» REQUIRED WORK: Scan the data below. Pull out each line where "block" occurs.

Saved entries:
+++++

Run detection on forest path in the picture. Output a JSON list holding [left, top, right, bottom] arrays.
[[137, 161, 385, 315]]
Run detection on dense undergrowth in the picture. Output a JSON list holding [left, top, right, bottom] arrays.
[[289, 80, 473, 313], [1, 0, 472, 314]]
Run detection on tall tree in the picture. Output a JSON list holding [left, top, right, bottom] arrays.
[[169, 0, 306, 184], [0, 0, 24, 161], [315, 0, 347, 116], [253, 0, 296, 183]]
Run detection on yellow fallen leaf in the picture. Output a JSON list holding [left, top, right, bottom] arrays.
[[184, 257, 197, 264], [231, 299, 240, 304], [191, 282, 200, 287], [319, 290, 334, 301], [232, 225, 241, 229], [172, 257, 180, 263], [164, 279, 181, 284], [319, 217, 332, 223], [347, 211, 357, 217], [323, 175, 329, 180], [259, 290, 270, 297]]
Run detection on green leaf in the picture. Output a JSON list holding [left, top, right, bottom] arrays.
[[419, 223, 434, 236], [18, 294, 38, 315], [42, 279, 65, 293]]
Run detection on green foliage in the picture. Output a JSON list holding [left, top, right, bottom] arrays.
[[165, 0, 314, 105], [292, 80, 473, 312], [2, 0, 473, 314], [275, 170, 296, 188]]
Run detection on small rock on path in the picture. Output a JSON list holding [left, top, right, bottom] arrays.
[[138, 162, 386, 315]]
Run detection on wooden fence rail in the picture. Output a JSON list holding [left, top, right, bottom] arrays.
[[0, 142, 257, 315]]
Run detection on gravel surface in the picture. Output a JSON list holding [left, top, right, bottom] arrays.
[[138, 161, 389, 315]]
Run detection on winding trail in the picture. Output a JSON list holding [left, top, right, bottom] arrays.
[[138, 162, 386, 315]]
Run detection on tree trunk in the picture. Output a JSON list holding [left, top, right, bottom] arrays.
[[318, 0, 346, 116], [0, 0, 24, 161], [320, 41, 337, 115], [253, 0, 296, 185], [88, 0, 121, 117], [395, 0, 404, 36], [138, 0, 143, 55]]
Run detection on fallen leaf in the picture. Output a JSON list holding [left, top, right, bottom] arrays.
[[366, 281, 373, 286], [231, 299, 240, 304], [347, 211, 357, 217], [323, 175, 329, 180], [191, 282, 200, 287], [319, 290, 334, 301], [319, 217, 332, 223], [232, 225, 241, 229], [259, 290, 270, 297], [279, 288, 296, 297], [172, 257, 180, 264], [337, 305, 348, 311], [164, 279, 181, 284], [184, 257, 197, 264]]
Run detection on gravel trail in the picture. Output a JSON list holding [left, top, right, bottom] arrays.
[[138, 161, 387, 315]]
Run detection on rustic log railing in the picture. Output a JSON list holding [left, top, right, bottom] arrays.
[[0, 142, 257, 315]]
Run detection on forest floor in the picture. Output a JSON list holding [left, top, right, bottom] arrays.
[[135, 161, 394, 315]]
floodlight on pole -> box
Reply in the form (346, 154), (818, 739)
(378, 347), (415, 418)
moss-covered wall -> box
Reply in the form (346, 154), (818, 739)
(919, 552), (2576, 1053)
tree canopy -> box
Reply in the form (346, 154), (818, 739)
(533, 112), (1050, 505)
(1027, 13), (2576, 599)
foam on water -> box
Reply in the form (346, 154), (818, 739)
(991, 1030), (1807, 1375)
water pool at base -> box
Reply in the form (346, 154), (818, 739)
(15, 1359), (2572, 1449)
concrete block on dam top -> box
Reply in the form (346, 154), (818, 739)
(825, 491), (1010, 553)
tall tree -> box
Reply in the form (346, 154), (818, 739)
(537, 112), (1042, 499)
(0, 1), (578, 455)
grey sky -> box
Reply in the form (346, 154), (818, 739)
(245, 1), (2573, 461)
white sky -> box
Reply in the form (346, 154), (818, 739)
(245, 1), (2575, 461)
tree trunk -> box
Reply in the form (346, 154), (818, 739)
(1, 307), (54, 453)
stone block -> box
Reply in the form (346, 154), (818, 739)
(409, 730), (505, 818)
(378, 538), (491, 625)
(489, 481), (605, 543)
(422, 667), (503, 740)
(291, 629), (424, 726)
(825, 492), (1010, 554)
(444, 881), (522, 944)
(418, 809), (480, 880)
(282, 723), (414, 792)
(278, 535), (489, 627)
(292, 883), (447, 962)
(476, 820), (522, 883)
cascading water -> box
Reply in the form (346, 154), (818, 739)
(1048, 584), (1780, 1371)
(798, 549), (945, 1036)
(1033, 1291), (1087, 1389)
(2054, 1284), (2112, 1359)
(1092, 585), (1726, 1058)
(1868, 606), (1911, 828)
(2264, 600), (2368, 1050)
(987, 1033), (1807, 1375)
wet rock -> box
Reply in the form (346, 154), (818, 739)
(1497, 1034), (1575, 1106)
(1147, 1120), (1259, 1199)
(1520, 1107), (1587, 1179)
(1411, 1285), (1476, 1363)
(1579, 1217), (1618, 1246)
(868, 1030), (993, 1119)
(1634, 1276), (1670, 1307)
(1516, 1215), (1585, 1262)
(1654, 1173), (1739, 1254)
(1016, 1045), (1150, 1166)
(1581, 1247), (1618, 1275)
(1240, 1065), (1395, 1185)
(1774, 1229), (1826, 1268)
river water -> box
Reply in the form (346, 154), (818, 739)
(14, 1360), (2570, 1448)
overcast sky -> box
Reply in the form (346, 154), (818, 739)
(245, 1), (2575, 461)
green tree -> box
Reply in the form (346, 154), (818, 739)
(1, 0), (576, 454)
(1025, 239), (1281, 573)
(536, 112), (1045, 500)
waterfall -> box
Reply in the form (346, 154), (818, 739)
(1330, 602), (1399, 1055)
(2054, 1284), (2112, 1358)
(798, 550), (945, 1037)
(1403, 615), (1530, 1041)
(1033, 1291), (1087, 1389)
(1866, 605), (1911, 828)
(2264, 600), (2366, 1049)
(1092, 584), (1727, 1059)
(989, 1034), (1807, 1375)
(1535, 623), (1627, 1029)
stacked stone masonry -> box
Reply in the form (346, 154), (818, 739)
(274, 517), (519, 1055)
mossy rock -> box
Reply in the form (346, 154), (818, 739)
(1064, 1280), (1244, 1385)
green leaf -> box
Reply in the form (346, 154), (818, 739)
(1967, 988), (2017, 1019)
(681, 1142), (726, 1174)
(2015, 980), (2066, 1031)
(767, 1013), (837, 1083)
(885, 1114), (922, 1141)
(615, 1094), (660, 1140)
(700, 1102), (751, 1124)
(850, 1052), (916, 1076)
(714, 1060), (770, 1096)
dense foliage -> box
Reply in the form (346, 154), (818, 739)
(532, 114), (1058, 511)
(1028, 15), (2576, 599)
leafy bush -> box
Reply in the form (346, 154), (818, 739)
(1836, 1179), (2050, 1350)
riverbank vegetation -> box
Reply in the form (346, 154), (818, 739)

+++++

» RESPONSE:
concrete block on dam top -> box
stone block -> box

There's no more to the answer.